* **PROBLEM STATEMENT**
Rewrite the stretch of lines below from the one containing "Task description: The image is above. Identify every bush" through the one containing "[48,50,123,65]", requests included, shifting every bounding box coordinate in the answers by -37.

* **DATASET RECORDS**
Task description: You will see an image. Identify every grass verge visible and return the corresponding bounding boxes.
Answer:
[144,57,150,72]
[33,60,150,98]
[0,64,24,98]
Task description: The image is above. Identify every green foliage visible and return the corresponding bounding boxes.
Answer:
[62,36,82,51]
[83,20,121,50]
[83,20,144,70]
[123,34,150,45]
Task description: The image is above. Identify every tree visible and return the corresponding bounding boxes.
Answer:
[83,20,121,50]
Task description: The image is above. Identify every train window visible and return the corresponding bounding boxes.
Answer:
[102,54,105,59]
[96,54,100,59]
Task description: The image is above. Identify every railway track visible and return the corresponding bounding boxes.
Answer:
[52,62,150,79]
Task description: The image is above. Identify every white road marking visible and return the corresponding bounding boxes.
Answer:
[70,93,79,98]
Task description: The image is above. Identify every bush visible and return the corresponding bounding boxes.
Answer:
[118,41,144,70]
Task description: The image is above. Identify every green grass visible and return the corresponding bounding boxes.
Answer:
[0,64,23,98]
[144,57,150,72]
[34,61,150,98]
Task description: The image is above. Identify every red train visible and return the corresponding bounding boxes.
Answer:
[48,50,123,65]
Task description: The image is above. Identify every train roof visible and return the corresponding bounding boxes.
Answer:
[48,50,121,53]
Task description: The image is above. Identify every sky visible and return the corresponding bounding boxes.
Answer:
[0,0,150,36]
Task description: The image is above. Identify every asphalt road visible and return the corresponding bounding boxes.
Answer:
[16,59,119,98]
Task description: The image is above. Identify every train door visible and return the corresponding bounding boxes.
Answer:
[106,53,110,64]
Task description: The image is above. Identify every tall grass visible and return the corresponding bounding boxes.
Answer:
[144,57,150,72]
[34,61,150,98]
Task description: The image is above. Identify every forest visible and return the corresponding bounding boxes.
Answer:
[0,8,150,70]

* **FULL ANSWER**
Task description: The image is above. Identify every bush visible and return the corresponding bounding boxes.
Answer:
[81,4,107,33]
Task description: The image is above. Identify every green grass visible and return the corresponding bounding boxes.
Answer:
[-37,27,-14,61]
[107,20,113,35]
[-3,24,113,61]
Task description: The image is above. Identify every red train visible and return the corresponding bounding boxes.
Answer:
[11,13,86,28]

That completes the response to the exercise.